Passage shown:
+ + +

David Blumenthal

David Blumenthal

Professor Blumenthal did path-breaking work in medieval intellectual Jewish history with his early studies in Yemenite philosophy, his two-volume textbook on Jewish mysticism (Understanding Jewish Mysticism), and his later work that established the concept "philosophic mysticism" as a category of analysis in medieval philosophy and mysticism (Philosophic Mysticism: Essays in Rational Religion).

Professor Blumenthal also did innovative work in modern Jewish religious thinking: in spiritual theology (God at the Center), in post-shoah theology (Facing the Abusing God: A Theology of Protest), and in social psychology and moral education in the post-shoah era (The Banality of Good and Evil: Moral Lessons from the Shoah and Jewish Tradition).

Professor Blumenthal is also the subject of a book in the series Library of Contemporary Jewish Philosophers, ed. by H. Tirosh-Samuelson and A. Hughes, entitled David R. Blumenthal: Living with God and Humanity.

In addition, Professor Blumenthal was among the earliest scholars to use multi-textual writing in “Text-ing" in Facing the Abusing God: A Theology of Protest),"Reading Genesis," "Praying Ashrei", and "The Creator and the Computer". He has also encouraged students to write creative essays and has put up their work on his website.

+ + +

Source data:
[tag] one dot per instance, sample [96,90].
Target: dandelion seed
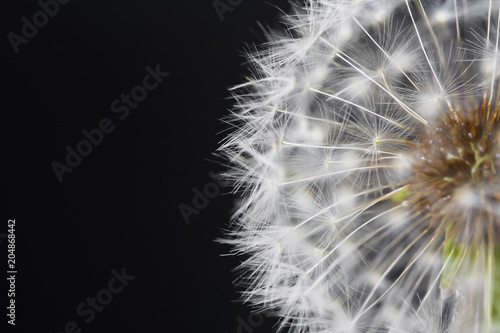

+ + +

Give every title in parentheses in the first two paragraphs of the David Blumenthal profile.

Understanding Jewish Mysticism
Philosophic Mysticism: Essays in Rational Religion
God at the Center
Facing the Abusing God: A Theology of Protest
The Banality of Good and Evil: Moral Lessons from the Shoah and Jewish Tradition